Reproduce every line of the following material verbatim, with no alterations.

DATA SUPPLIED:
- - - - -
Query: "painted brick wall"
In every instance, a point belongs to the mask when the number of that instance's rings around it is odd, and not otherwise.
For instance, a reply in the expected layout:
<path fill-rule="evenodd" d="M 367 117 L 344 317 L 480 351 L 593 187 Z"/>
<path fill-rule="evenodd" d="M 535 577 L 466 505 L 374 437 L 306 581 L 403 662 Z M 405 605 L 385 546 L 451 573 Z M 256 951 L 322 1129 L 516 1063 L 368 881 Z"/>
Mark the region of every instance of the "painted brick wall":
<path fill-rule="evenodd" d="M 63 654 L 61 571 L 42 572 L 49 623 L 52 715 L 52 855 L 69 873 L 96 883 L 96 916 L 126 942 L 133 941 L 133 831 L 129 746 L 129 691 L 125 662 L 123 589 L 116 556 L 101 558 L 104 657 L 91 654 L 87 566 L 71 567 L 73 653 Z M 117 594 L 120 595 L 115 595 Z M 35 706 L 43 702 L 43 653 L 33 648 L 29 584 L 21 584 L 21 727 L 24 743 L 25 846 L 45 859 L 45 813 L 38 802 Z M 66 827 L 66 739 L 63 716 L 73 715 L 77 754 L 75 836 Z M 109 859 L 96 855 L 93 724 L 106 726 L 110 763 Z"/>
- - - - -
EXPECTED ANSWER:
Query: "painted brick wall"
In every instance, a point belongs to the mask when the number of that instance's rings around it is odd, and not otherwise.
For instance, a reply in the expected layout:
<path fill-rule="evenodd" d="M 367 117 L 344 317 L 480 351 L 593 187 Z"/>
<path fill-rule="evenodd" d="M 535 577 L 466 505 L 374 437 L 306 581 L 403 662 Z M 405 605 L 385 546 L 451 573 Z M 256 951 L 322 1129 L 516 1063 L 368 881 Z"/>
Mark the region of every instance of the "painted brick wall":
<path fill-rule="evenodd" d="M 63 654 L 61 571 L 42 572 L 49 623 L 52 715 L 52 855 L 69 873 L 96 883 L 96 916 L 126 942 L 133 941 L 133 831 L 129 746 L 129 691 L 125 662 L 123 589 L 116 556 L 101 558 L 104 657 L 91 654 L 87 566 L 71 567 L 73 653 Z M 117 594 L 120 595 L 115 595 Z M 35 706 L 43 702 L 43 653 L 33 648 L 29 584 L 21 584 L 21 727 L 24 743 L 25 846 L 45 859 L 45 813 L 38 802 Z M 66 827 L 66 739 L 63 716 L 73 715 L 77 754 L 75 836 Z M 109 859 L 96 855 L 93 724 L 106 726 L 110 763 Z"/>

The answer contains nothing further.